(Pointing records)
## BEGIN

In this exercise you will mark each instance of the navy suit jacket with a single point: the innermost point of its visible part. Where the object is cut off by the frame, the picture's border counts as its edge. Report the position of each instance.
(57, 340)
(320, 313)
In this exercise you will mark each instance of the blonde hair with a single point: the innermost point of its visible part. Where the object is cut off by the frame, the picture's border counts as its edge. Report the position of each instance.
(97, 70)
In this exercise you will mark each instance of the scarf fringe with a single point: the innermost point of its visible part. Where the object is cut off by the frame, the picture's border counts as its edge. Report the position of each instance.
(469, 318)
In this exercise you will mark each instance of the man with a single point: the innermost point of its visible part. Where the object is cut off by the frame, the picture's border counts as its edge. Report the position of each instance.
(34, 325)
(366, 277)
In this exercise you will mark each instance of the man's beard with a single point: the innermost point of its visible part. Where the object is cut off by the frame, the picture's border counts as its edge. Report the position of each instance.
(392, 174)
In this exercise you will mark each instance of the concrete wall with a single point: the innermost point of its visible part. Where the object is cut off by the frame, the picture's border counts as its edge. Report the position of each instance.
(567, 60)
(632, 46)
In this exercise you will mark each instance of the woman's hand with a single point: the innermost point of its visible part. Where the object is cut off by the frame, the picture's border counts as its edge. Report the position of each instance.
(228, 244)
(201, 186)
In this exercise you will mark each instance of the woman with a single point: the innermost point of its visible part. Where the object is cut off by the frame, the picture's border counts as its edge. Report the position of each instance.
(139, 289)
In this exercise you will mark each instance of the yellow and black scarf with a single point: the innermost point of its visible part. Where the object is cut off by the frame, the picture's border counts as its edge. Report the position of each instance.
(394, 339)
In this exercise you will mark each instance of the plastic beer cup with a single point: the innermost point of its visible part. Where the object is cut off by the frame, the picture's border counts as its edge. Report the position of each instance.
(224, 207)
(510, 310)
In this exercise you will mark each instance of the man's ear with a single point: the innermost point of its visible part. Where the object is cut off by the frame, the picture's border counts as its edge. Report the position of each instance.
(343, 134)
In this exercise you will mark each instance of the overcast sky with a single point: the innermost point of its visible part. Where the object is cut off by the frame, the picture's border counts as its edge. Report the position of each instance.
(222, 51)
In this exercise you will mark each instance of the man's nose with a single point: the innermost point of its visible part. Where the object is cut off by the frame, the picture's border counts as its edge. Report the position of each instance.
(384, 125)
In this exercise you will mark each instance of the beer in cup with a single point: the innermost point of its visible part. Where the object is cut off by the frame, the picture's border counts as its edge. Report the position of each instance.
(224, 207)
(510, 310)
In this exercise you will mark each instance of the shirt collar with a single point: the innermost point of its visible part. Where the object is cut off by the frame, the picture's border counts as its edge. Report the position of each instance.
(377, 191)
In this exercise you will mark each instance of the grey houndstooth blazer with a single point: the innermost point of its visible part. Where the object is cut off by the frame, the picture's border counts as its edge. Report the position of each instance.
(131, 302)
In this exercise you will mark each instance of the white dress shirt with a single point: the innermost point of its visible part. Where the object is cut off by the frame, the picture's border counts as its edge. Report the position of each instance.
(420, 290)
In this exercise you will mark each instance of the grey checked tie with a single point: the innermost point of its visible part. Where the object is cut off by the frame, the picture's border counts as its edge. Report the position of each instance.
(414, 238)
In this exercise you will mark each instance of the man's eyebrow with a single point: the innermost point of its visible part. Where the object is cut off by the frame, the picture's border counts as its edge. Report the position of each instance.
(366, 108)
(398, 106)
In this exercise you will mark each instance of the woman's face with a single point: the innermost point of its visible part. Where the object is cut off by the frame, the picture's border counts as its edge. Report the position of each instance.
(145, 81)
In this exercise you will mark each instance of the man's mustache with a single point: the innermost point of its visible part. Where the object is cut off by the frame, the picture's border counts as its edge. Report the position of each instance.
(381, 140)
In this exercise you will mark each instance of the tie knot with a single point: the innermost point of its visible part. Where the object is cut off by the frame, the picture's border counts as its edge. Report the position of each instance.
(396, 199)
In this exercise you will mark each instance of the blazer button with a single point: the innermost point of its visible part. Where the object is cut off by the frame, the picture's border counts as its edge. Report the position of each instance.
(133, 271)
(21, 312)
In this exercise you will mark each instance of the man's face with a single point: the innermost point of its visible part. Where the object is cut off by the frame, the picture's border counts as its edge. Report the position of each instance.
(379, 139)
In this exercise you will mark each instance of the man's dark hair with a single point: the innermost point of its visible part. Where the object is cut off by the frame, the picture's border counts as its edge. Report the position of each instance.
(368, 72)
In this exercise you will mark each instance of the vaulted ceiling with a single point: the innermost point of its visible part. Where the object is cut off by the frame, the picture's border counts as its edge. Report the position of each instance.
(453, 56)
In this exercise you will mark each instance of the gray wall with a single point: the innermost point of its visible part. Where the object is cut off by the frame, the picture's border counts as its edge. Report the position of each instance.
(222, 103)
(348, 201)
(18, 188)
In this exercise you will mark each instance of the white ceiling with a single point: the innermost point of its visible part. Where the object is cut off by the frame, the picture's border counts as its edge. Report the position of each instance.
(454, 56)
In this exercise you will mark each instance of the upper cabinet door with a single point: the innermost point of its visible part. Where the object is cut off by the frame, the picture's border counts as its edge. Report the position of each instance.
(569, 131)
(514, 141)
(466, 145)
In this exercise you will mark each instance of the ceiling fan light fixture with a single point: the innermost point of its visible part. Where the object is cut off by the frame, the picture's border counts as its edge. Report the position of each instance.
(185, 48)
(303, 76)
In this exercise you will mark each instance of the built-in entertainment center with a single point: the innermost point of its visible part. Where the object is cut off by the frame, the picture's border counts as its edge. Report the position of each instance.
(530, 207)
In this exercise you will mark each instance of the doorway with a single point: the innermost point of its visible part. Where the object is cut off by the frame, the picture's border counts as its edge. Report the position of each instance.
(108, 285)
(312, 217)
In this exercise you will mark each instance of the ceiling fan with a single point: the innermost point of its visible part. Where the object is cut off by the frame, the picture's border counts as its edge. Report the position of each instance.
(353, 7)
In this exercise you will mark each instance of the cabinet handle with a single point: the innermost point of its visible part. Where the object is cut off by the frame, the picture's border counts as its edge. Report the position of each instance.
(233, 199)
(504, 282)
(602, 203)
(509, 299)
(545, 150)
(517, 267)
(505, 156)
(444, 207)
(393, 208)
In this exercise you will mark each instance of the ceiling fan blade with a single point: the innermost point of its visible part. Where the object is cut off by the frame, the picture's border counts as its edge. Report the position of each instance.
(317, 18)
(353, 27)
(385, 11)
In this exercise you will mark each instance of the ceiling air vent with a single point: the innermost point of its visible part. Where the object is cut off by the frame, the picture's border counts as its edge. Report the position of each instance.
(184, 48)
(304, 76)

## END

→ **STATED GOAL**
Reproduce the listing above verbatim, from first line to last.

→ **TASK RESPONSE**
In this exercise you will mark each instance of the navy suit jacket with a single point: the innermost point of its visible part. Where the object is cut off by the frame, the picture's border counts as its edge. Report the position of each instance.
(57, 340)
(320, 313)
In this exercise you will mark each instance of the blonde hair with a single point: the innermost point of its visible part. Where the object is cut off by the frame, the picture's border counts as its edge. Report the position of each instance.
(97, 70)
In this exercise you will mark each instance of the scarf fringe with a single point: the innermost point of its visible part. Where the object is cut off by the frame, the picture's border counts as its edge. Report the position of each instance.
(469, 318)
In this exercise you will mark each instance of the man with a single point: the innermost point of its visible part. Where the object is cut off by the frame, the picture's border counts as its edge. Report the position of each instance.
(34, 325)
(366, 277)
In this exercise you will mark each instance of the man's beard with a single point: the innermost point of its visible part. Where the object is cut off by the frame, the picture's border counts as its edge. Report the position of each instance.
(392, 174)
In this exercise you will mark each instance of the concrete wall with a single point: the innermost point of its visible part. Where the object is cut off by the frame, the picture's border counts as its edge. Report the position of each instance.
(567, 60)
(632, 46)
In this exercise you will mark each instance of the woman's hand with a single point: the innermost point of its visible part. Where the object is cut off by the frame, the picture's border counts as its edge. Report the position of each instance.
(228, 244)
(201, 186)
In this exercise you will mark each instance of the woman with a single point: the innermost point of its visible part. Where the object is cut off by the frame, the picture's border counts as its edge. Report the position of each instance.
(139, 289)
In this exercise you will mark each instance of the yellow and black scarf with a single point: the innermost point of its visible part. Where the object is cut off by the frame, the picture's border counts as its edge. Report the position of each instance.
(394, 339)
In this exercise you will mark each instance of the plastic beer cup with a single point: the innermost point of its visible part. Where the object is cut off by the frame, the picture's border counts as its edge. Report the position of each instance.
(224, 207)
(510, 310)
In this exercise you will mark each instance of the man's ear with a single point: the innermost point of its visible part. Where the object is cut off by the frame, the picture's border counts as its edge. Report the position of each instance.
(343, 134)
In this exercise you will mark each instance of the overcast sky with a single point: the innermost point of its visible part. Where the object is cut off by the frame, the picture's border counts as its edge. Report the position of each instance.
(222, 51)
In this exercise you will mark each instance of the man's nose with a single point: the innermost point of its visible part. Where the object is cut off by the frame, the picture's border counts as its edge. Report the position of each instance.
(384, 125)
In this exercise you will mark each instance of the beer in cup with a single point: the innermost point of its visible part. Where the object is cut off by the frame, the picture's border counts as its edge. Report the position of each instance.
(224, 207)
(510, 310)
In this exercise you will mark each instance of the shirt collar with a single point: the innermost point of its visible part. Where the object is cut off by the frame, the picture's border counts as its edge. Report the position of each instance.
(377, 191)
In this exercise you will mark each instance of the grey houndstooth blazer with a single point: the innermost point of its visible part. Where the object is cut off by the frame, the picture's border counts as its edge. Report the position of each instance.
(131, 302)
In this exercise you will mark each instance of the white dress shirt with a single point: the innermost point of its visible part. Where the object is cut off by the frame, the picture's border counts as its edge. Report the position of each instance.
(420, 290)
In this exercise you will mark each instance of the grey checked tie with a single point: the innermost point of its visible part. Where the object is cut off by the frame, the picture's border counts as its edge. Report the position of each instance.
(414, 238)
In this exercise you will mark each instance of the man's eyebrow with a single point: the innermost point of its visible part. Where the object is cut off by the frame, the picture's border counts as its edge. Report the position of each instance.
(366, 108)
(398, 106)
In this exercise you will mark each instance of the woman's face with a single point: the innermost point of its visible part. Where the object is cut off by the frame, the picture's border counts as its edge. Report the position of each instance.
(145, 81)
In this exercise you will mark each instance of the man's mustache with a single point: the innermost point of its visible part. Where the object is cut off by the frame, the picture's border counts as its edge. Report the position of each instance.
(381, 140)
In this exercise you will mark each instance of the tie knot with a single point: the innermost point of its visible part. Where the object is cut off by the frame, the picture's border counts as its edge. Report the position of each instance.
(396, 199)
In this exercise you will mark each instance of the blazer button with a single point: the innermost point of its visible part. Where the object is cut off by the frame, the picture's border counts as its edge. Report the position of each instance.
(133, 271)
(21, 312)
In this exercise you will mark each instance of the man's face with a single point: the innermost point of its visible part. Where the object is cut off by the frame, the picture's border counts as its edge. Report the position of each instance.
(379, 139)
In this exercise you will mark each instance of the man's dark hair with a single point: the innermost point of its visible part. Where the object is cut off by the frame, the picture's border counts as its edge. Report the position of each instance.
(368, 72)
In this exercise you will mark each instance of the vaulted ceiling with a single point: the innermost point of its visible part. Where the object is cut off by the frame, the picture's border counts as its edge. Report the position of each instance.
(453, 56)
In this exercise you will mark each instance of the gray wall with a single point: the innermost point of its visible part. Where the object is cut off by the frame, the picture's border counts as its edge. Report the position of each instance.
(222, 103)
(348, 201)
(18, 188)
In this exercise you will mark each instance of the white ceiling with a single point: the innermost point of its visible part. Where the object is cut off by the frame, the picture's border counts as its edge. Report the position of each instance.
(454, 56)
In this exercise you will mark each instance of the upper cabinet door with a single point: the innermost point of its visible part. Where the object is cut off by the frame, the picture's border counts as its edge. Report the position of each instance.
(569, 131)
(514, 141)
(466, 145)
In this exercise you will mark each instance of the ceiling fan light fixture with a single point: the innermost point of its visible part. Where the object is cut off by the frame, the picture's border counts as its edge. Report the position of each instance.
(185, 48)
(303, 76)
In this exercise you will mark each instance of the built-in entertainment center with a single point: the innermost point of its visible part. Where the object is cut off by the frame, the picture's border counts as its edge. Report the position of each instance.
(530, 207)
In this exercise you will mark each instance of the doorway with a single point: the innermost point of its visible part. Where the object is cut off by the frame, the picture's border counts as its edge. Report the position of each instance.
(108, 285)
(312, 217)
In this exercise you will mark each instance of the ceiling fan with a single point: the innermost point of its visible part. Where the object is cut off by the frame, the picture's border counts as its edge. Report the position of each instance.
(353, 7)
In this exercise you will mark each instance of the cabinet handle with a single point: the innermost point of its visible part. Where the object is cut off by the frame, the picture's border counts as its edge. Report the position of each instance.
(233, 199)
(504, 282)
(602, 203)
(509, 299)
(545, 150)
(517, 267)
(505, 156)
(444, 207)
(393, 208)
In this exercise you will mark each instance of the ceiling fan blade with a single point: the innermost point of its visible part. Where the object is cut off by the frame, the picture's border counts as its edge. Report the position of each instance.
(317, 18)
(353, 27)
(385, 11)
In this exercise you will mark each instance of the ceiling air vent with a single point: the innermost point of its visible part. Where the object is cut off by the frame, the picture's border counts as its edge. Report the position of each instance.
(184, 48)
(304, 76)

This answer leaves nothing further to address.